Collection entries
------------------------
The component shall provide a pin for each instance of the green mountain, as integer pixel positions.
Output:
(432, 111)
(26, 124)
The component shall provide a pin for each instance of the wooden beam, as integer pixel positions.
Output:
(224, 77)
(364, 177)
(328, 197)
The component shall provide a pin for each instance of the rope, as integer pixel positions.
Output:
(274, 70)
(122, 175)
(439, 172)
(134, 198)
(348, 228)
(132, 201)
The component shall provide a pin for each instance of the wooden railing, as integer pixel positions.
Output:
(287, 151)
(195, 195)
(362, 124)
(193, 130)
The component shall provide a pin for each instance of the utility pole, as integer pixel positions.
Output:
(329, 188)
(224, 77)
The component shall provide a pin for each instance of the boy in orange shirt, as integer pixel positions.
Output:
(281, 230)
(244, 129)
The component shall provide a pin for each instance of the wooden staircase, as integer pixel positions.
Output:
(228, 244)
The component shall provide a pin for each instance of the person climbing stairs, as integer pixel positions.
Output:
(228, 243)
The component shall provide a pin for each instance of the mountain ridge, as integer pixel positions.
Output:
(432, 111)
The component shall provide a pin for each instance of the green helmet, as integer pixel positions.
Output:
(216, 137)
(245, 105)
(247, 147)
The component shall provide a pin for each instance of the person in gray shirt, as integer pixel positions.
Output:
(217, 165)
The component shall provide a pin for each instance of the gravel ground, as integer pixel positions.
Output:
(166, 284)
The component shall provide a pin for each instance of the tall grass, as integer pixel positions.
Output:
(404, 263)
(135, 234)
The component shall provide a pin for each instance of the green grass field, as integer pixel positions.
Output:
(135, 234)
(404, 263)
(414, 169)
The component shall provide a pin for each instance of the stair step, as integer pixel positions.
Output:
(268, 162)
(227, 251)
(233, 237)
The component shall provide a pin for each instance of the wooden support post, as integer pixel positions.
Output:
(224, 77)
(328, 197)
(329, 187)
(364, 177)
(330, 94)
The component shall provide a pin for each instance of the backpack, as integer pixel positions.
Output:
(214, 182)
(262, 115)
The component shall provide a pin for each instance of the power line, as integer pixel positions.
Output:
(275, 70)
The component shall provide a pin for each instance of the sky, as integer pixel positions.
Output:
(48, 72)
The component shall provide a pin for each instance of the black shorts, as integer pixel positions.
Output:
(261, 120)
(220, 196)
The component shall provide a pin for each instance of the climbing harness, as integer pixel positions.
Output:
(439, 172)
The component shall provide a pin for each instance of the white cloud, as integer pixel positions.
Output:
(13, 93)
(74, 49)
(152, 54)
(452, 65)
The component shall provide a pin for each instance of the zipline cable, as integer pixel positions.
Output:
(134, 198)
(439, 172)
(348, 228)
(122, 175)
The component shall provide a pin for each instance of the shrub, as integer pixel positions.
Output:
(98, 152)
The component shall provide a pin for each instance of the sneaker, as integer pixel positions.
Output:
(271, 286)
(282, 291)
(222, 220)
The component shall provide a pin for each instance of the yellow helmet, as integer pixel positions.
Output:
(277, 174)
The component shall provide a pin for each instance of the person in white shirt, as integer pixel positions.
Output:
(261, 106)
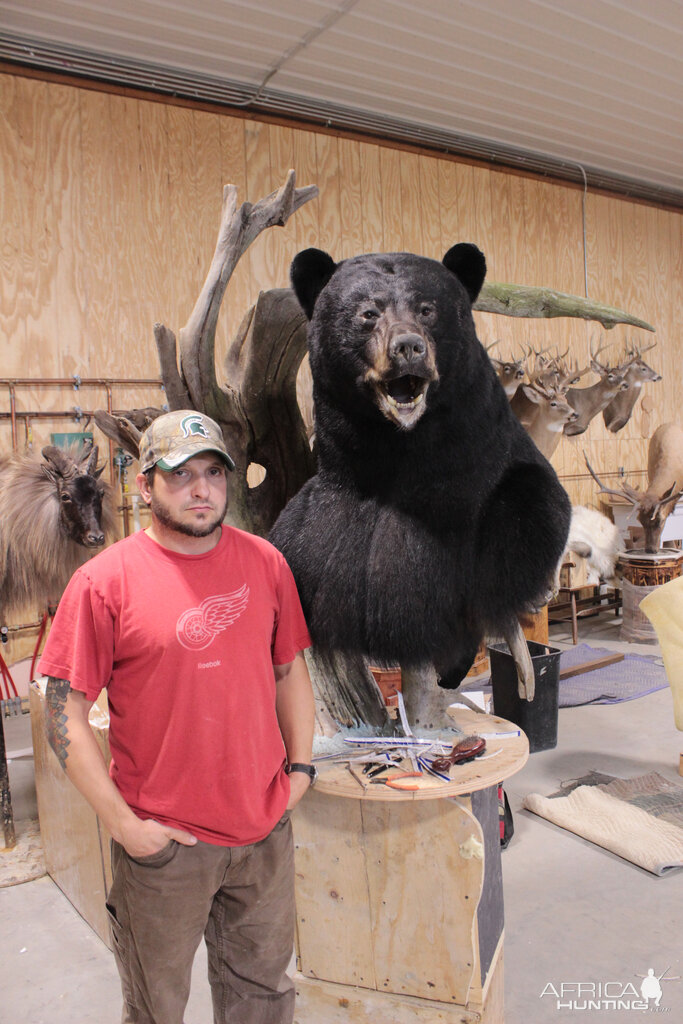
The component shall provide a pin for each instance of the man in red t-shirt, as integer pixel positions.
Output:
------------------------
§ **Your objective**:
Search the entries for the string "helmet" and collect each line that has it.

§ **Exercise solution**:
The component shall provide a pin for each instance of the green helmet, as integer pixel positions.
The component shall provide a pin for each instance of the yellow helmet, as integer pixel positions.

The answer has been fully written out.